Himare, Albanien. Nach der kürzeren Strecke gestern erwartete die Fahrer:innen am fünften Tag der BMW Motorrad International GS Trophy 2022 das genaue Gegenteil. Berge und Meer. Heute ging es für sie über 200 km westwärts zurück an die Adria bis zu einem Strandcamp in der Nähe von Himare.
Da das Pindus-Gebirge eine große physische Barriere darstellt, war dies natürlich nicht so einfach. Es musste zunächst einmal eine Lücke im Gebirge gefunden werden. Um die Küste zu erreichen, war es letzten Endes nötig, eine Strecke zu wählen, die über kurvenreiche Asphaltstraßen, durch Schluchten und über Hochgebirgspfade führte.
SENA Motoball
Auf dem Weg dorthin mussten sich die GS Teilnehmer:innen wieder verschiedenen Challenges stellen. Die erste erwartete sie mit dem SENA Motoball Trial bereits 20 Minuten nach dem Start: Dabei hatten sie einen technisch anspruchsvollen Trial-Abschnitt zu absolvieren, an dessen Ende ein Fußball auf ein Tor zu schießen war. Der Haken war aber, dass sie den Ball nicht mit ihren Stiefeln, sondern mit dem Hinterrad ihrer BMW R 1250 GS treffen mussten – was ein hervorragender Geschicklichkeitstest war. Und wie bei jedem Pokalfinale hing für einige von ihnen sehr viel von einem guten Ergebnis ab. Die Nerven lagen also blank.
Zurück auf der Tagesstrecke galt es, den Berg Nemercke im Pindus-Gebirge zu überwinden – ein über 2000 Meter hohes Bergmassiv, das sich jedem Versuch eines Reisenden, nach Westen zu gelangen, entschieden widersetzt. Die Strecke führte schließlich auf den Trails an den niedriger gelegenen Hängen dieser Giganten hinauf. Mehrfach erforderte die Überquerung der Hänge beherzte Bergauffahrten und vorsichtige Abstiege. Unermüdlich erkundeten die Fahrer:innen, ob sich nicht doch ein Weg durch die Berge finden ließ. Doch erst nahe Dragot, wo sich der Vjose – einer der größten Flüsse Albaniens – durch die Berge schlängelt, konnten sie Kurs Richtung Westen nehmen.
Wo eine GS ist, ist auch ein Weg!

**Inhalt der Datensätze**:
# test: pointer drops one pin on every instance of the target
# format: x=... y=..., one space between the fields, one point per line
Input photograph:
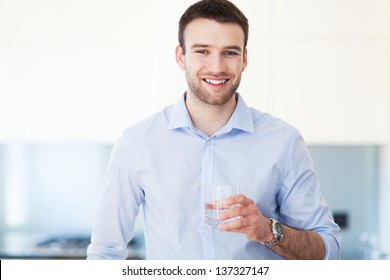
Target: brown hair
x=222 y=11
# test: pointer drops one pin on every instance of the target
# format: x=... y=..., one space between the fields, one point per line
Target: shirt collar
x=241 y=118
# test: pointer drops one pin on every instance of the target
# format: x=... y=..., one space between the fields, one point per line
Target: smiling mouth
x=215 y=82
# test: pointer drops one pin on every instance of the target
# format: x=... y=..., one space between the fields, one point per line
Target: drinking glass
x=215 y=194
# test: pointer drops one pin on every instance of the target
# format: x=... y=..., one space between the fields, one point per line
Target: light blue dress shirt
x=164 y=164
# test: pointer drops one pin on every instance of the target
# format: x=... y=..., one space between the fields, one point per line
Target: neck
x=209 y=118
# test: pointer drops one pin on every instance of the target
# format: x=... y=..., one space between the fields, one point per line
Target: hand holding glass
x=215 y=196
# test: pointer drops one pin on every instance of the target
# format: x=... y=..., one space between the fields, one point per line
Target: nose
x=216 y=64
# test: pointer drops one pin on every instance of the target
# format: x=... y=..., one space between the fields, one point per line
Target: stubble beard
x=206 y=98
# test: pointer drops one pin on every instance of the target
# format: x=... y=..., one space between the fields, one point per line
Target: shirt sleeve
x=301 y=203
x=117 y=208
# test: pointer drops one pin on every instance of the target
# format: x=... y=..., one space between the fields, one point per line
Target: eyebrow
x=233 y=47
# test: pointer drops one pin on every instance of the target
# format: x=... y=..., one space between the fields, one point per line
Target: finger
x=238 y=225
x=237 y=199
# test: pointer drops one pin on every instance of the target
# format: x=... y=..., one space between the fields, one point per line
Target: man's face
x=214 y=59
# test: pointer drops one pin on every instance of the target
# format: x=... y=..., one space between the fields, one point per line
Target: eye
x=202 y=51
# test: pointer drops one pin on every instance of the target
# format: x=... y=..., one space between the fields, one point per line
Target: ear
x=180 y=57
x=245 y=59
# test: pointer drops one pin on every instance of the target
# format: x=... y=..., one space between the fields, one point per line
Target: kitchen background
x=74 y=74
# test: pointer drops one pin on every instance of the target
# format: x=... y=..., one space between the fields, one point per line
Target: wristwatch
x=277 y=231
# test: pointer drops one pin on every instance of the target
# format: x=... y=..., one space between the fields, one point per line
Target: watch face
x=279 y=228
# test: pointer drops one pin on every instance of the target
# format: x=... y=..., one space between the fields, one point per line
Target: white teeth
x=216 y=82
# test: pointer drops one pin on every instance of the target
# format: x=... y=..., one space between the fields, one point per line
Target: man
x=212 y=137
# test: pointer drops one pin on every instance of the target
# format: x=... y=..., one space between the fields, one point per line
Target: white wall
x=82 y=70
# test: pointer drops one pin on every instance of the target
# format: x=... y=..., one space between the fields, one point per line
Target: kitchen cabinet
x=69 y=73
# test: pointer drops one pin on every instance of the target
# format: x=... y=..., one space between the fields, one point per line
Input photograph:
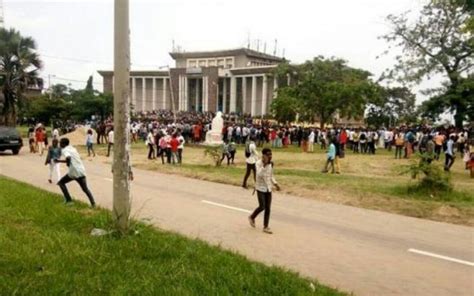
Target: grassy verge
x=46 y=249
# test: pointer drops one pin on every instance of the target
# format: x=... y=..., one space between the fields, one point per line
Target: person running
x=264 y=183
x=31 y=139
x=150 y=142
x=90 y=143
x=54 y=152
x=40 y=137
x=449 y=153
x=181 y=141
x=76 y=171
x=251 y=157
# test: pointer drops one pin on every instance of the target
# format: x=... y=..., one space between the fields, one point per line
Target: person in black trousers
x=265 y=182
x=251 y=157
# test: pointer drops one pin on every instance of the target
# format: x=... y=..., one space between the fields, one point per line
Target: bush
x=431 y=176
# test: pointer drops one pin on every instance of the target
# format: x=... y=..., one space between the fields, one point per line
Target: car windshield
x=8 y=131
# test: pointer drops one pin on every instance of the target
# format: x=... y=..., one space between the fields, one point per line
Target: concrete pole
x=224 y=96
x=164 y=94
x=153 y=107
x=264 y=95
x=143 y=94
x=121 y=163
x=253 y=103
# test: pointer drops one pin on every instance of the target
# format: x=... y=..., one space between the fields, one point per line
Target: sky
x=75 y=38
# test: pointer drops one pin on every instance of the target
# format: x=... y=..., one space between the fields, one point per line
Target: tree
x=391 y=107
x=19 y=66
x=462 y=97
x=324 y=87
x=440 y=41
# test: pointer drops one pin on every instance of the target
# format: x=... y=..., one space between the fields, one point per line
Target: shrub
x=215 y=152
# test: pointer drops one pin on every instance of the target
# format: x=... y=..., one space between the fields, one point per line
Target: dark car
x=10 y=139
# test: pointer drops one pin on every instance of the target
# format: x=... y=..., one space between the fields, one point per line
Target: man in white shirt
x=264 y=183
x=251 y=157
x=76 y=171
x=110 y=137
x=56 y=134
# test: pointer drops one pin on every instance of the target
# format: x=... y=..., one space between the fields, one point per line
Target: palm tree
x=19 y=70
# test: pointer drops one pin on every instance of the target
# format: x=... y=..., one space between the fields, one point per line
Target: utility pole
x=121 y=162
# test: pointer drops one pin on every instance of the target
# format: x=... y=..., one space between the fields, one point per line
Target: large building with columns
x=239 y=80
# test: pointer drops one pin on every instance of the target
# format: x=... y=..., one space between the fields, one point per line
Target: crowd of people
x=166 y=134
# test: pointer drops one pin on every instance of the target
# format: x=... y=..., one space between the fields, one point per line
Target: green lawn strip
x=46 y=249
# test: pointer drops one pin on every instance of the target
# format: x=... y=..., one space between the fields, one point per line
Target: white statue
x=214 y=136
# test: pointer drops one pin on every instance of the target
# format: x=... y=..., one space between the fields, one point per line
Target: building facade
x=239 y=80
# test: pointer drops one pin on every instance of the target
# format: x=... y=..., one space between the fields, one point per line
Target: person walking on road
x=251 y=157
x=110 y=137
x=76 y=171
x=90 y=143
x=264 y=183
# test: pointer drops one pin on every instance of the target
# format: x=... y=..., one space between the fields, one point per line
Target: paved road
x=355 y=250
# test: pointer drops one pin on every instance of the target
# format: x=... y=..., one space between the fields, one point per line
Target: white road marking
x=441 y=257
x=225 y=206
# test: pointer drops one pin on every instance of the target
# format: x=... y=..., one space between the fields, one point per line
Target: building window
x=229 y=63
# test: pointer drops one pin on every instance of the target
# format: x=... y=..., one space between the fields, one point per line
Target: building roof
x=225 y=53
x=157 y=73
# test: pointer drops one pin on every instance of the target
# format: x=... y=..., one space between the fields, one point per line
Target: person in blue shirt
x=331 y=156
x=54 y=152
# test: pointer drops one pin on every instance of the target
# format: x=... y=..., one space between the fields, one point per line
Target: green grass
x=46 y=249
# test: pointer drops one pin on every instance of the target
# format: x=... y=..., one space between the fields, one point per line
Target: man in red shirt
x=174 y=143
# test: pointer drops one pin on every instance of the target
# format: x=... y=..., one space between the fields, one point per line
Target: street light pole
x=171 y=92
x=121 y=162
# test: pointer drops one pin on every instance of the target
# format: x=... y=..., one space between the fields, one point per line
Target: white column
x=164 y=93
x=143 y=93
x=264 y=95
x=134 y=94
x=275 y=87
x=244 y=94
x=180 y=92
x=186 y=95
x=224 y=96
x=153 y=103
x=253 y=103
x=233 y=94
x=204 y=94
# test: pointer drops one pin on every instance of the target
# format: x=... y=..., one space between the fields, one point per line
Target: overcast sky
x=75 y=38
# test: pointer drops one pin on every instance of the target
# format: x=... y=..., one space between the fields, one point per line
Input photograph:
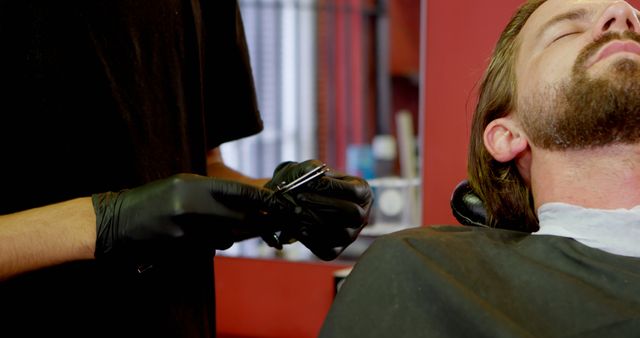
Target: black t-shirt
x=473 y=282
x=101 y=95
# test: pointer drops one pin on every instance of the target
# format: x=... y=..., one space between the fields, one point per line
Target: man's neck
x=604 y=178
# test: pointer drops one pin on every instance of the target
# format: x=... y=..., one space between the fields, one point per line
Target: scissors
x=276 y=239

**Ihre Aufgabe**: Führen Sie den Bericht über den fünften Tag der BMW Motorrad International GS Trophy 2022 im Anschluss an seinen letzten Satz weiter.

**Erwartete Antwort**:
Nachdem ein Gebirgszug weniger bezwungen als umfahren worden war, stand den GS-Fahrer:innen eine noch größere Herausforderung bevor. Erst vor Kurzem wurde die Bence-Schlucht durch eine neue Straße erschlossen, die sich kühn an die Südhänge schmiegt und in einer nicht enden wollenden Folge von Haarnadelkurven an Höhe gewinnt. Die andere Seite der Schlucht, auf der sich eine beeindruckende, 2000 Meter hohe Steilwand befindet, kann wahrscheinlich kein Mensch bezwingen. Die geologische Schauspiel war einfach atemberaubend.
Erstaunlicherweise ging es, nachdem der höchste Punkt des Anstiegs erreicht war, nicht sofort wieder abwärts. Stattdessen gelangte man auf eine tiefgrüne Hochebene, auf der sich Dörfer angesiedelt hatten und Gräser und Getreide wuchsen. Eine willkommene Überraschung und ein entspanntes Fahren. Am höchsten Punkt der Straße trafen die GS-Fahrer:innen auf ein altes, mit einem roten Stern verziertes Betonmonument, ein Relikt aus der kommunistischen Vergangenheit Albaniens.
Da es noch immer noch keine direkte Straße zur Adriaküste gab, nahmen sich die GS-Fahrer:innen erneut die Bergtrails vor. Diese waren wie immer beeindruckend – und anstrengend. Berge und Meer muss man sich verdienen, auch in Albanien. Steine prasselten gegen das Fahrwerk der BMW R 1250 GS und Streckenabschnitte mit losen Steinen sorgten dafür, dass einige Abfahrten Technik und Nerven auf eine harte Probe stellten. Inzwischen haben sich viele der GS-Fahrer:innen diverse Blasen an Händen und Fingern zugezogen, die schmerzhaft und störend sind und die ohnehin zunehmende Erschöpfung nur noch verstärken.
Berge und Meer
Es war eine große Freude, die Fahrt in einem Strandresort südlich von Himare beenden zu können. Hier schlugen die Teilnehmer:innen ihre Zelte direkt am Strand auf, nur wenige Meter vom Wasser entfernt, und badeten natürlich wenige Minuten später schon im Meer!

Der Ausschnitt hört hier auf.